The data:
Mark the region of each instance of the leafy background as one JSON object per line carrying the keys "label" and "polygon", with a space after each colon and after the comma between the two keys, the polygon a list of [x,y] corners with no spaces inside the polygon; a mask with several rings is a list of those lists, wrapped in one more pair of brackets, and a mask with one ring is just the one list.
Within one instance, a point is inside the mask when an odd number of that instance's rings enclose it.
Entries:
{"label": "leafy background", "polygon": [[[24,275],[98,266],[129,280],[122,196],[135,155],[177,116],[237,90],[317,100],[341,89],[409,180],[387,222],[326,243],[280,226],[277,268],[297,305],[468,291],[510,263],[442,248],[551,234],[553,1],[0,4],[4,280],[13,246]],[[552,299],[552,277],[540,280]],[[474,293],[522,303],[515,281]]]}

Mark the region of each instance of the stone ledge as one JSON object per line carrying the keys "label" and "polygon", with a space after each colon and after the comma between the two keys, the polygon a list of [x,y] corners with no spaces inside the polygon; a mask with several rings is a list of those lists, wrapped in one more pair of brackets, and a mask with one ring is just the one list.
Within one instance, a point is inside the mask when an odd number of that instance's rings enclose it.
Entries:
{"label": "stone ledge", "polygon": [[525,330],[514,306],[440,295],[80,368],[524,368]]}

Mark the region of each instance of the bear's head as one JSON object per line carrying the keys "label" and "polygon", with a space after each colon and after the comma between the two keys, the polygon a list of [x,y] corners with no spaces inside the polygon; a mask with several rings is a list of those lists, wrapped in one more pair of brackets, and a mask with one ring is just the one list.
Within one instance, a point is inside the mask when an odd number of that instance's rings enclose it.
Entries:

What the task requires: Return exactly the lines from the line bearing "Mark the region of each instance of the bear's" to the end of the records, inclusive of both; include no other lines.

Task answer:
Mark the region of each instance of the bear's head as one JSON object per line carrying the keys "label" and "polygon", with a space after each colon and after the comma between the two keys, the polygon a list of [x,y] corners with no spaces inside the polygon; a mask with several rings is a list of those lists, wrapped in one more pair of brackets, and a mask with one ring is just the one list.
Within one instance, a point is inside the mask when an odd number of that instance's rings enclose it.
Entries:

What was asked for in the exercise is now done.